(Text-to-region grounding data)
=-=-=

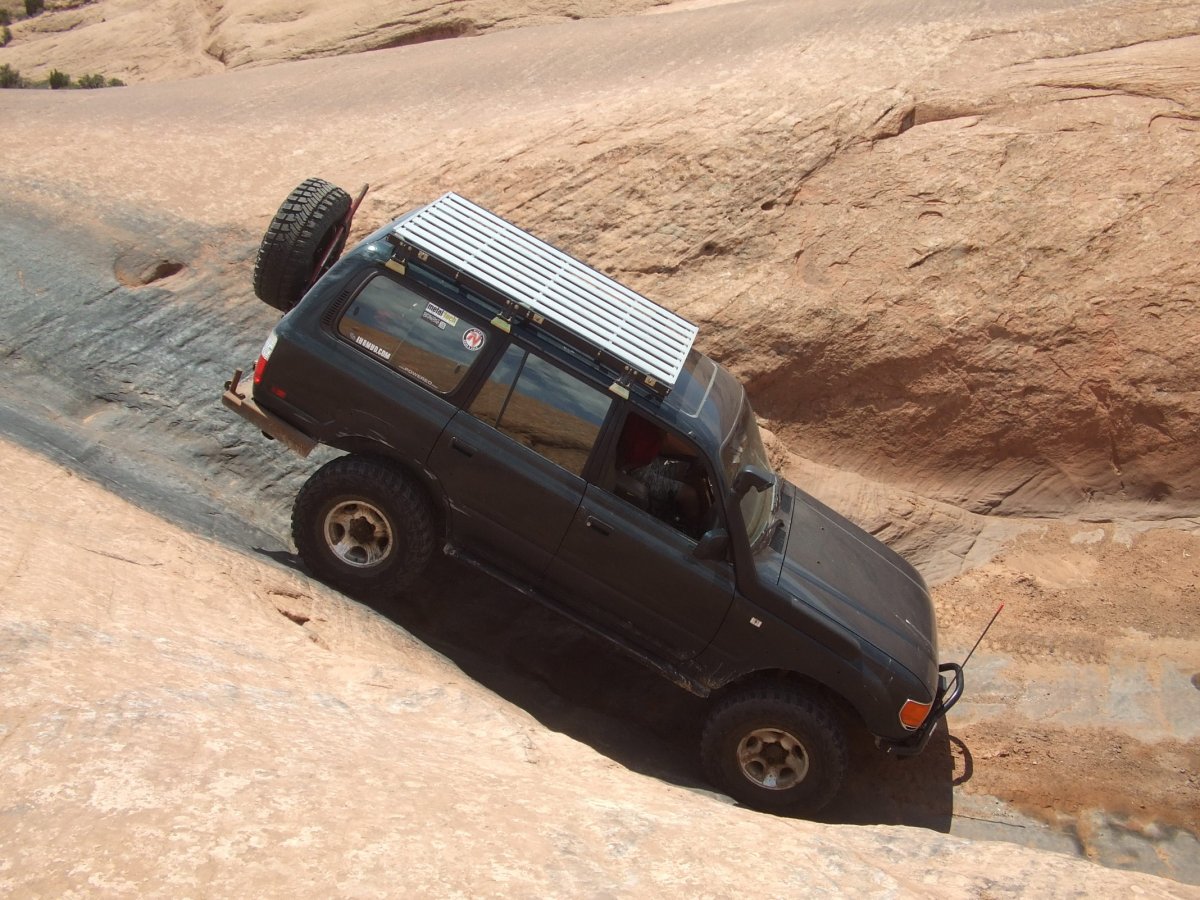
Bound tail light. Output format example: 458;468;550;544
253;330;279;385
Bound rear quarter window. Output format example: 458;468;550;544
337;274;489;393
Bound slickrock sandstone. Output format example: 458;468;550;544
1;0;1197;891
2;441;1195;897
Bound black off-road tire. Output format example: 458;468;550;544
701;685;848;816
291;455;435;601
253;177;352;312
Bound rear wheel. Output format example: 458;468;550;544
292;456;435;600
701;685;848;815
253;177;351;312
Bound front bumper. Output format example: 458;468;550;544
877;662;964;757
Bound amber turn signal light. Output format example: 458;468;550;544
899;699;933;730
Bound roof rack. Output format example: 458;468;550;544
385;193;698;398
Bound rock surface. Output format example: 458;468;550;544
1;0;1198;891
0;0;672;82
6;0;1196;515
2;439;1194;897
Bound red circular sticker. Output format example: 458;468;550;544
462;328;485;352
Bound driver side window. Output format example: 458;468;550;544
608;412;718;541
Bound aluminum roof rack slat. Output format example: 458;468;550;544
535;274;632;334
530;258;684;343
411;216;555;306
454;254;542;306
425;204;563;280
426;204;575;294
553;267;691;340
391;193;698;392
558;280;695;357
419;200;638;329
418;211;599;317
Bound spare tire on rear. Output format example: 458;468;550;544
253;177;352;312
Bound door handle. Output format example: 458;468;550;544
450;436;476;457
585;515;612;536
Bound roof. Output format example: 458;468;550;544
389;193;698;393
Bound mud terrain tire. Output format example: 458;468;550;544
253;177;352;312
292;455;435;600
702;685;848;815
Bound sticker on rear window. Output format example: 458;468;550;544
462;328;485;352
421;301;459;330
354;334;392;360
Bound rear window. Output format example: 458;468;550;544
337;275;489;393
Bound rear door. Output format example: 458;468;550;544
428;344;614;584
321;271;497;460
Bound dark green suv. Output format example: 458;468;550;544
224;180;962;815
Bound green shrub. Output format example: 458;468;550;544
0;24;10;47
48;68;69;89
0;10;11;27
0;62;21;88
25;0;44;17
65;73;126;89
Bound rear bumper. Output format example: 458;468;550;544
221;368;317;458
877;662;964;757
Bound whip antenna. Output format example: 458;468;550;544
962;602;1005;669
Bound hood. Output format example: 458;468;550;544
776;483;937;684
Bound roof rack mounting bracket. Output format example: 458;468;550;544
608;382;631;400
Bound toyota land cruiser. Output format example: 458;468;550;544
223;179;962;814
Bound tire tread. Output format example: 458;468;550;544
253;177;352;312
701;684;848;814
291;455;435;599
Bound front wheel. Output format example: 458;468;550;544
701;685;848;815
291;455;435;600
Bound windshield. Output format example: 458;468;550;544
721;396;776;548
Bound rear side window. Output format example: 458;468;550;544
470;345;612;476
338;275;489;393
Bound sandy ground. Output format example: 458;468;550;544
935;525;1200;834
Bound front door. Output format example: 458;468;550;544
544;414;735;660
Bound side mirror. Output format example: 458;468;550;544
693;528;730;561
733;464;774;499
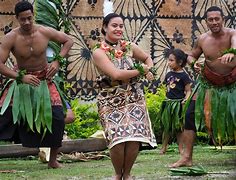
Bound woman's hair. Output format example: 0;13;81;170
169;48;188;67
101;13;123;35
15;1;33;18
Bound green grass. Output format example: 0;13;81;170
0;144;235;180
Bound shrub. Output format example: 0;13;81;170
65;99;101;139
196;131;210;145
145;85;166;142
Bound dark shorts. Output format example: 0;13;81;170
0;108;20;143
184;100;196;132
0;106;65;148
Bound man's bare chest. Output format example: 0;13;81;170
13;36;48;59
202;38;231;60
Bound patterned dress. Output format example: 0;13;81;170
95;41;157;149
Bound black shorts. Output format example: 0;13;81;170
0;107;20;143
184;100;196;132
0;106;65;148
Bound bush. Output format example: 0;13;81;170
145;85;166;142
65;99;101;139
196;131;210;145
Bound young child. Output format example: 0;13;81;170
159;48;192;155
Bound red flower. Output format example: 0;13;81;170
95;40;131;61
120;40;129;48
101;43;110;51
115;50;124;59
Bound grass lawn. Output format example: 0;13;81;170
0;144;235;180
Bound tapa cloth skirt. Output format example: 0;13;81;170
97;82;157;149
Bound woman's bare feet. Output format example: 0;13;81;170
48;160;63;169
111;174;122;180
123;174;135;180
169;157;192;168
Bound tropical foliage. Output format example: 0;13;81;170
65;99;101;139
144;85;166;141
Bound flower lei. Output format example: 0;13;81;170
93;40;131;61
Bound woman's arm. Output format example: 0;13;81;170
92;48;148;81
131;43;155;80
131;43;153;67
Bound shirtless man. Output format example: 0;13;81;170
170;6;236;168
0;1;73;168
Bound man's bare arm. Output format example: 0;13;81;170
43;26;73;79
187;37;203;73
0;33;18;79
187;37;203;64
219;29;236;64
231;30;236;48
45;26;73;57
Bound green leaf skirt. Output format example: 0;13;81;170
0;80;66;134
158;99;184;140
195;77;236;146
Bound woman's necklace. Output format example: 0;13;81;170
105;39;118;47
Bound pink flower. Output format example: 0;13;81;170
115;50;124;59
101;43;110;51
120;40;129;48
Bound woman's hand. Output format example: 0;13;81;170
142;64;154;80
142;64;149;74
145;71;154;81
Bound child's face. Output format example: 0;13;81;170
168;54;181;71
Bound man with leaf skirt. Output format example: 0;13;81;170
170;6;236;168
0;1;73;168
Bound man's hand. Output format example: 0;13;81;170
218;53;235;64
193;61;202;74
46;61;60;80
22;74;41;86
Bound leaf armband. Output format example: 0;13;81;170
222;48;236;55
53;53;67;67
149;66;157;75
133;63;145;76
16;69;27;84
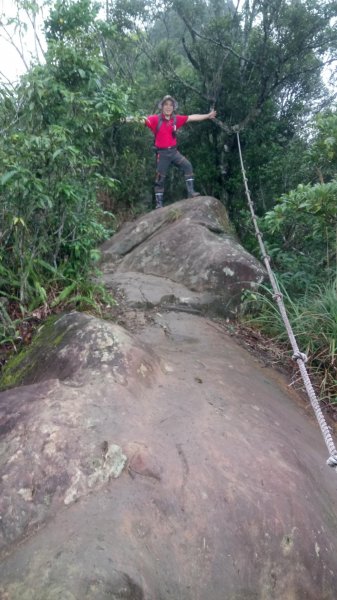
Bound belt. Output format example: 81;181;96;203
155;146;177;150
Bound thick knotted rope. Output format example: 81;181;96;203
236;132;337;471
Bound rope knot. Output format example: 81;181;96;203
292;351;308;363
272;292;283;300
327;454;337;468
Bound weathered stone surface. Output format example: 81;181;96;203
101;195;232;261
100;197;265;315
1;310;337;599
101;271;223;314
0;312;157;389
0;376;128;549
0;313;159;559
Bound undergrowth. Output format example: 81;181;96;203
241;278;337;406
0;264;116;370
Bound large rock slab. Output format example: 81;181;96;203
101;271;224;314
0;312;157;389
0;313;159;558
1;310;337;599
100;197;265;315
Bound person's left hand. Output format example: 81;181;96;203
209;110;217;119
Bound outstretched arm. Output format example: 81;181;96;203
187;110;217;123
124;115;146;124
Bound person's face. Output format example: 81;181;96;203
163;100;174;117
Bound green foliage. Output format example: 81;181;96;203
261;179;337;294
0;0;129;345
109;120;154;212
241;110;337;403
45;0;100;42
103;0;337;217
309;110;337;182
265;181;337;236
249;111;337;299
0;299;20;349
242;279;337;403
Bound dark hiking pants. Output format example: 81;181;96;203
154;148;194;194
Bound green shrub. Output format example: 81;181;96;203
242;279;337;402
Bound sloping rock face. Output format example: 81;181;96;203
0;312;157;389
100;196;265;315
0;313;158;557
1;310;337;600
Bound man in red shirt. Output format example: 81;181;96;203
145;95;217;208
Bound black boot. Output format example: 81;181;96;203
155;193;164;208
186;178;200;198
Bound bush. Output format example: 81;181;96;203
242;279;337;403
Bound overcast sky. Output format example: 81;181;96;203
0;1;336;90
0;0;46;83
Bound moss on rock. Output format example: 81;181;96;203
0;314;70;391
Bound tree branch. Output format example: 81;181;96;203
182;34;201;72
0;71;17;90
186;25;257;66
140;36;211;103
23;8;45;61
213;106;262;135
0;23;29;71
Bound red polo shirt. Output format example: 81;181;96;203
145;114;188;148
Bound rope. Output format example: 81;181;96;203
236;132;337;471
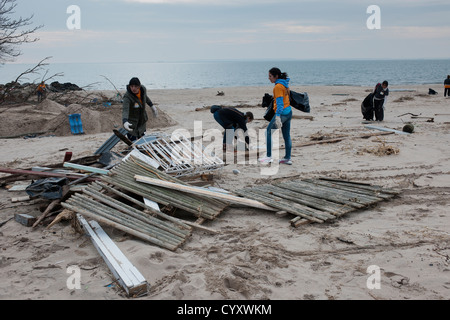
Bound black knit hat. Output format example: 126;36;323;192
129;77;141;86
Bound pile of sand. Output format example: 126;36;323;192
0;99;177;138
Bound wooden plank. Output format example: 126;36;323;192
365;125;410;135
289;180;380;205
234;189;324;223
301;179;385;204
11;195;31;203
77;215;150;297
0;167;99;182
134;175;277;212
122;149;160;169
304;179;392;202
311;179;395;200
290;216;312;228
277;181;366;209
63;162;109;175
318;177;401;195
248;188;336;221
261;185;352;216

=-=-=

### Work request
The response should be the lines from the one containing "Bound moss on" through the final line of the records, reproduced exactly and with every picture left out.

### Response to this exercise
Bound moss on rock. Output format example: 81;181;96;203
0;314;70;391
Bound tree branch. Output format example: 81;181;96;203
182;34;201;72
0;71;17;90
186;25;257;66
140;36;211;103
23;8;45;61
213;106;262;135
0;23;29;71
Bound red polo shirt. Output format example: 81;181;96;203
145;114;188;148
Bound rope. Output format example: 81;181;96;203
236;132;337;471
Bound black knit hat. Output format example: 126;36;323;192
129;77;141;86
Bound pile of sand. Output format example: 126;36;323;192
0;99;177;138
Bound wooden plank. Output format example: 126;36;323;192
365;125;410;135
289;180;380;205
234;189;324;223
301;179;385;204
11;195;31;203
77;215;150;297
0;167;99;182
134;175;277;212
122;149;160;169
304;179;392;202
311;179;395;200
290;216;312;228
277;181;366;209
63;162;109;175
318;177;401;195
248;188;336;221
261;185;352;216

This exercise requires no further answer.